### REQUEST
Pick out and copy every line in the data below that contains the string "handle". Case counts.

### DATASET ROWS
::::::

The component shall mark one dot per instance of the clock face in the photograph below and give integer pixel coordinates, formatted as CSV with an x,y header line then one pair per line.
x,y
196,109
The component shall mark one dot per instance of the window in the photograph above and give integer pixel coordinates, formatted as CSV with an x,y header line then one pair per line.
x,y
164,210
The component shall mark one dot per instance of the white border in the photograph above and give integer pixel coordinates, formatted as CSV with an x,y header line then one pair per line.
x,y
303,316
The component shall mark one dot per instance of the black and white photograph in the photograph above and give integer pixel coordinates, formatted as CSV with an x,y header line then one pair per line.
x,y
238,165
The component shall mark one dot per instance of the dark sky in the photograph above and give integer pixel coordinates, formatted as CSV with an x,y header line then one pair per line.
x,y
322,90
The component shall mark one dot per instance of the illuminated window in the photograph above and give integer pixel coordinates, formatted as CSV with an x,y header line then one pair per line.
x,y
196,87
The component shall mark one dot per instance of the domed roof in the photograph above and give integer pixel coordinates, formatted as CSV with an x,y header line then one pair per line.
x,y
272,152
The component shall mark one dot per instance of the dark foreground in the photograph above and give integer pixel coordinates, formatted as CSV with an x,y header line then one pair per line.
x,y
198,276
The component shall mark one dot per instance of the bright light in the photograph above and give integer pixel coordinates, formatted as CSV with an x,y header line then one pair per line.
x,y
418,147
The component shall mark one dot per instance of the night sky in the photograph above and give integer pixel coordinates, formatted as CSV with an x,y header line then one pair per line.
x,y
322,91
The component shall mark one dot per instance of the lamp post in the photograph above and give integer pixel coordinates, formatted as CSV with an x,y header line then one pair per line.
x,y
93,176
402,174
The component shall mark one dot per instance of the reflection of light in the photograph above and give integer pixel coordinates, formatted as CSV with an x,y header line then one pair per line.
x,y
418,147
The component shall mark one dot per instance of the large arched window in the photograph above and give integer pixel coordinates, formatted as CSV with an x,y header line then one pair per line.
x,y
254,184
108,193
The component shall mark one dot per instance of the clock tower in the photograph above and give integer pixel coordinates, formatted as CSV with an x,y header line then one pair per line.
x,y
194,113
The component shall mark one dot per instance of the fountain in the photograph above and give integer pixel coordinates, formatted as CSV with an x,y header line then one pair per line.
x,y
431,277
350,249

::::::

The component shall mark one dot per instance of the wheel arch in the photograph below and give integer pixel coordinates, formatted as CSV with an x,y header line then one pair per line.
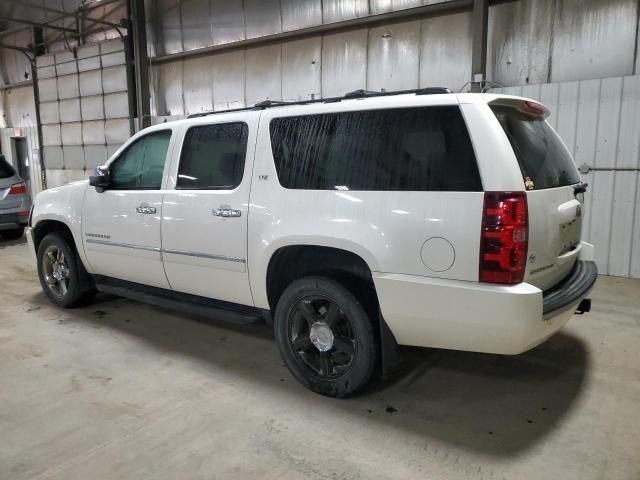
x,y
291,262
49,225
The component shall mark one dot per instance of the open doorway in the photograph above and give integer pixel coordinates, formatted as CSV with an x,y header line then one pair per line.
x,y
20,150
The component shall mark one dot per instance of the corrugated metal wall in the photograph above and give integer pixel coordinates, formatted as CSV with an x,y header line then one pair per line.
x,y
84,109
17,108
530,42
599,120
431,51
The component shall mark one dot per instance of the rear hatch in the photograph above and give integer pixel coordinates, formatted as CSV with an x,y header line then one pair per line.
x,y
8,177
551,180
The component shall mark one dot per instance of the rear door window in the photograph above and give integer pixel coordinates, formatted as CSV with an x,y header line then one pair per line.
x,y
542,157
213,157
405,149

::::::

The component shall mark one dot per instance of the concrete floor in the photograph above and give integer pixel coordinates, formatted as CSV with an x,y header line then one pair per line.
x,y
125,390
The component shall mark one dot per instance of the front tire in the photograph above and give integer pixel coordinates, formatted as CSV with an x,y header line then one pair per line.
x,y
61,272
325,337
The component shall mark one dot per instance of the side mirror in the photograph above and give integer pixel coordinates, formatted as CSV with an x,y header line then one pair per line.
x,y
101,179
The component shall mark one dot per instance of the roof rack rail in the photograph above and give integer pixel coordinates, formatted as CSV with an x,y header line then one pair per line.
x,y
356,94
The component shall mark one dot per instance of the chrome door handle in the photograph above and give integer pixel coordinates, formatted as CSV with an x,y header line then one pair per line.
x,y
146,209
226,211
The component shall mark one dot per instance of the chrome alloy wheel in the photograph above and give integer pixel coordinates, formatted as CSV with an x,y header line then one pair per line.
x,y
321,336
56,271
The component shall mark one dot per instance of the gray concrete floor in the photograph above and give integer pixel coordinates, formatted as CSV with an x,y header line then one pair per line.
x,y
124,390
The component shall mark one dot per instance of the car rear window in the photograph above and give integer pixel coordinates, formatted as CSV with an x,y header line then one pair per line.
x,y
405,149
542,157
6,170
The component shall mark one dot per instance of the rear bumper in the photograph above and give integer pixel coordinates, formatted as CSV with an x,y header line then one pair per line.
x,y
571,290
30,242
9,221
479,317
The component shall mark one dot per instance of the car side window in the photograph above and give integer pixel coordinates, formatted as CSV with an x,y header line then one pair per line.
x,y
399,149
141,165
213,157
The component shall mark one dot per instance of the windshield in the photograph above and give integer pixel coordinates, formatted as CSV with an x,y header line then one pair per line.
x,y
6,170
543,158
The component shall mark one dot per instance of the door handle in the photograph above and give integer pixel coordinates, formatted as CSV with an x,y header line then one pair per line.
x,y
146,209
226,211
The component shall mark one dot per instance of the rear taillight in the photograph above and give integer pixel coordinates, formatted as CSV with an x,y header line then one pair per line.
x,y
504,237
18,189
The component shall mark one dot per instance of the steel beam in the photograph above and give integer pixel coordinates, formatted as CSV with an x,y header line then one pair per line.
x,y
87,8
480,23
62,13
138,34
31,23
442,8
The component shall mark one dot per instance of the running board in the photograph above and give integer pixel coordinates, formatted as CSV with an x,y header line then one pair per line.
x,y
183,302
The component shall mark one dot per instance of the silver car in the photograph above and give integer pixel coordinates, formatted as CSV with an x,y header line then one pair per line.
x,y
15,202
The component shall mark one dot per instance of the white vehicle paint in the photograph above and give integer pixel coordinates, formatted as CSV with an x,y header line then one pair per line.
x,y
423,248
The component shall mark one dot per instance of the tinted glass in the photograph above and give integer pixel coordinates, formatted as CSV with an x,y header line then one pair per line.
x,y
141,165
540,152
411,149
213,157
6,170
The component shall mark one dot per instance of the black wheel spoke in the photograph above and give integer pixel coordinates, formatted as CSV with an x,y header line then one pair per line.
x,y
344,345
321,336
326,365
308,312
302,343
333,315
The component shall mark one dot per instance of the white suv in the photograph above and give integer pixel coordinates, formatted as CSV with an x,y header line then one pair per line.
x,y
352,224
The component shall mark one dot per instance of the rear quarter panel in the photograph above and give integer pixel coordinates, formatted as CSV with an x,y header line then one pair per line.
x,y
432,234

::::::

### RESULT BELOW
The component shall mark one dot per instance of the chrome door handle in the photograph above and give integer pixel coordinates, formatted as CSV with an x,y header line then one pair per line.
The component shall mark one dot per instance of the door handle in the photograph above and give integer pixel coordinates, formatted as CSV with an x,y header line then one pair per line.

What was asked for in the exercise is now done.